Records.

>>>>

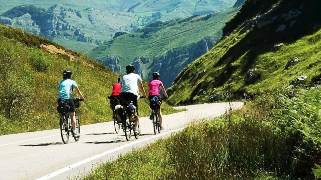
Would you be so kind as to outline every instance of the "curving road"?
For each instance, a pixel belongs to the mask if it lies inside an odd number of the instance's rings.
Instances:
[[[238,108],[242,104],[233,103],[232,107]],[[188,110],[164,116],[166,129],[157,135],[153,134],[151,121],[141,118],[144,134],[138,140],[133,137],[129,142],[121,130],[118,134],[115,133],[113,122],[82,126],[79,141],[70,138],[66,144],[62,143],[59,129],[1,136],[0,179],[73,178],[122,153],[181,130],[193,120],[219,116],[229,106],[223,103],[177,108]]]

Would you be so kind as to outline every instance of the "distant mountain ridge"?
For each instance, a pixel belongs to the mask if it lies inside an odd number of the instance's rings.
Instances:
[[[85,0],[0,0],[0,23],[85,52],[111,39],[118,32],[131,32],[158,20],[221,11],[235,1],[95,0],[89,3]],[[47,13],[54,15],[46,19]],[[27,14],[31,17],[21,17]],[[60,24],[58,28],[56,23]],[[75,35],[77,30],[80,35]]]
[[[153,72],[158,72],[168,87],[183,68],[217,43],[225,22],[239,6],[206,16],[158,21],[105,42],[87,54],[116,72],[129,64],[144,78],[150,79]]]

<<<<

What you need to do. Rescale all the entries above by reproducing every line, requests included, with each polygon vertex coordinate in the answers multiplied by 2.15 and rounded to a whole number, halves going up. Leave the pictures out of your reply.

Exercise response.
Would you be so kind as to outline every instance of the "curving road"?
For each instance, a pixel belongs to the mask if it lies inside an odd number of the instance's rings.
Instances:
[[[512,232],[520,224],[501,221],[499,230]],[[404,237],[353,249],[357,277],[338,290],[329,288],[325,260],[303,254],[310,288],[297,301],[286,295],[277,305],[260,280],[254,288],[247,286],[243,262],[176,271],[170,303],[151,297],[142,310],[133,307],[127,277],[2,292],[0,385],[157,383],[262,329],[389,280],[415,258],[471,249],[492,228],[479,221],[381,232]]]

Would you be so kind as to outline every instance of the "distant mountain ridge"?
For each instance, a pixel belongs to the mask if it lies inside an odd number of the instance's rings.
Instances:
[[[183,0],[0,0],[0,49],[183,112],[239,84],[254,69],[282,69],[340,43],[475,24],[505,2],[204,0],[191,6]],[[101,28],[116,32],[99,41]],[[58,30],[67,37],[45,37]],[[129,52],[125,60],[120,49]],[[161,75],[166,65],[172,75]]]
[[[329,155],[340,155],[361,187],[393,146],[467,92],[484,47],[514,13],[443,34],[340,45],[226,90],[187,116],[249,155],[277,138],[310,168],[323,170]]]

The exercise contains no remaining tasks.